## Texto fornecido
A tolerância em relação ao desvio

A tolerância é um valor avisado mesmo para aqueles que não comungam do relativismo cultural quase absoluto. Dadas as limitações humanas, as nossas certezas esfumam-se inesperadamente quando menos esperamos.

Mas há limites.

Trabalhei há muitos anos num hospital de província onde ocorriam sinais de tolerância interpares difíceis de aceitar. Estavam além dos limites.

## Excertos das entradas
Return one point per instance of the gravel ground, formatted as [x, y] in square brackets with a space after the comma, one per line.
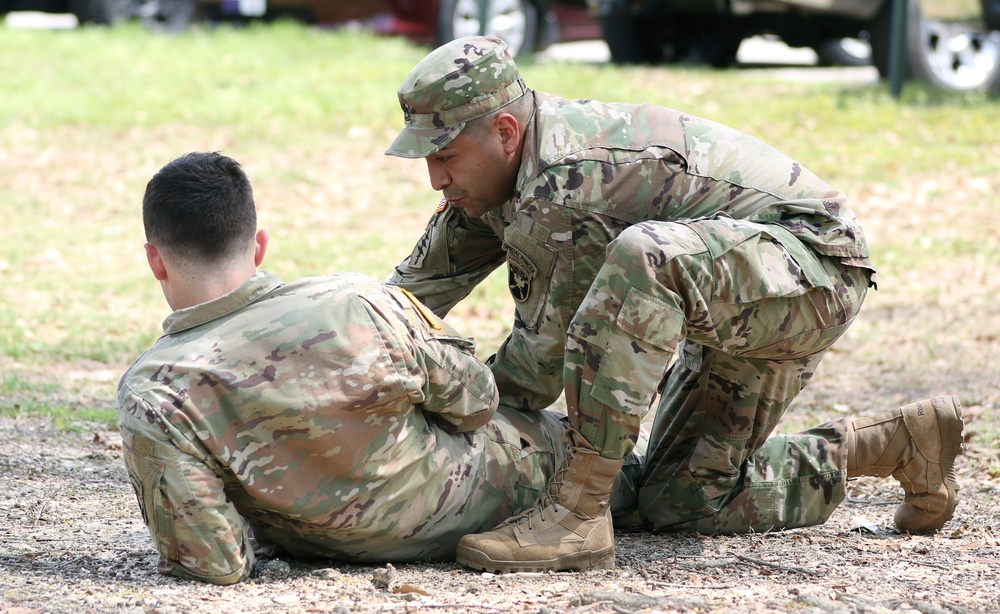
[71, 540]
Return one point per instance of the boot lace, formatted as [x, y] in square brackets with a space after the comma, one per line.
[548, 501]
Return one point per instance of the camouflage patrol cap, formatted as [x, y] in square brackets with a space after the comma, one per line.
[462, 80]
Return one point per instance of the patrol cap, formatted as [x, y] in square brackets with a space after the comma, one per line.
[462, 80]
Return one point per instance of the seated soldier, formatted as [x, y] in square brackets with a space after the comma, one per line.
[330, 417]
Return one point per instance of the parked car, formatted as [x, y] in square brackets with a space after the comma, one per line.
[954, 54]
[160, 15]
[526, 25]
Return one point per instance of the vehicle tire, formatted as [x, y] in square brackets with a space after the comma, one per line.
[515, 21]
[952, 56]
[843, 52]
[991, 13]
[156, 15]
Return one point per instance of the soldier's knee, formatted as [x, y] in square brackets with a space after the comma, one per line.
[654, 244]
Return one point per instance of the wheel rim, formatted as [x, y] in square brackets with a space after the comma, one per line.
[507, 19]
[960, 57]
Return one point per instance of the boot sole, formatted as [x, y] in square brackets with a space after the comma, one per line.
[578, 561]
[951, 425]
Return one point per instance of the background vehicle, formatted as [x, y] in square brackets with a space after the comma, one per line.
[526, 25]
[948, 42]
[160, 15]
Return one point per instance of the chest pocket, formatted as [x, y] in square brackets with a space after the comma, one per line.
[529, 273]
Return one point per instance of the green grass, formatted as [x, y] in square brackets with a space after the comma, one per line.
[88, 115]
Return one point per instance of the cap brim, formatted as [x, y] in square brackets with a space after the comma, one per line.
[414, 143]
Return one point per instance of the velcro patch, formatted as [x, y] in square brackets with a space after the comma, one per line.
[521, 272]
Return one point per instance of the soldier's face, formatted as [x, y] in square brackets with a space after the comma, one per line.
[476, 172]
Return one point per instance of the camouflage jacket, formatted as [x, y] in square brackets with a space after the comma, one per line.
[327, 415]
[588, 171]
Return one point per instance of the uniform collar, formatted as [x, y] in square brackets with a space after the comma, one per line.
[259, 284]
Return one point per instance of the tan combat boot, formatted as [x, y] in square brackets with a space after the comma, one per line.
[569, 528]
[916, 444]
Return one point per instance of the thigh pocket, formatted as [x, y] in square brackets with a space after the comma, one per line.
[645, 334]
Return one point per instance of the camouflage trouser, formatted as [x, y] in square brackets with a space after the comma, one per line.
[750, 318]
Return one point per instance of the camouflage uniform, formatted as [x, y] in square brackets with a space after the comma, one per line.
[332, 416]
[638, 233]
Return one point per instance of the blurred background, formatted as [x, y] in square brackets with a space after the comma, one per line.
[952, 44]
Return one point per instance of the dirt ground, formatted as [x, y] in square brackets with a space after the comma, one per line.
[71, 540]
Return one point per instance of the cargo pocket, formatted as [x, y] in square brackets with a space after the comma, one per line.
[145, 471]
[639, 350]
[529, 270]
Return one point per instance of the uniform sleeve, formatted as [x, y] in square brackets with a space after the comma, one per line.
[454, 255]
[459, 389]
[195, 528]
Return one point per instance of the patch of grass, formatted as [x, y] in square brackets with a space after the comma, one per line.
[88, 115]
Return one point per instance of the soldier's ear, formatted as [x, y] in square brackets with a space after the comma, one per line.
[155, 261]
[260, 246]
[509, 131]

## Pedido de trabalho A
Transcreva, tal como aparecem no texto sobre a tolerância, todas as frases que contêm uma palavra da família de "limite".
## Pedido de trabalho B
Indique se cada afirmação concorda com o texto sobre a tolerância, respondendo sim ou não e citando as palavras exatas que o decidem:
(i) Quem escreve trabalhou num hospital de província.
(ii) O texto defende que a tolerância não tem limites.
(iii) Segundo o texto, a tolerância só é um valor avisado para quem adere ao relativismo cultural.
## Pedido de trabalho C
Responda com base no texto sobre a tolerância:
(i) O que acontece às nossas certezas, dadas as limitações humanas?
(ii) Em que tipo de instituição trabalhou quem escreve?
(iii) Que tipo de tolerância se manifestava nesse local?
As entradas são material independente do texto fornecido.

## Resposta esperada A
- "Dadas as limitações humanas, as nossas certezas esfumam-se inesperadamente quando menos esperamos."
- "Mas há limites."
- "Estavam além dos limites."

## Resposta esperada B
(i) Sim: "Trabalhei há muitos anos num hospital de província".
(ii) Não: "Mas há limites."
(iii) Não: "A tolerância é um valor avisado mesmo para aqueles que não comungam do relativismo cultural quase absoluto."

## Resposta esperada C
(i) Esfumam-se inesperadamente quando menos esperamos.
(ii) Num hospital de província.
(iii) Tolerância interpares, com sinais difíceis de aceitar.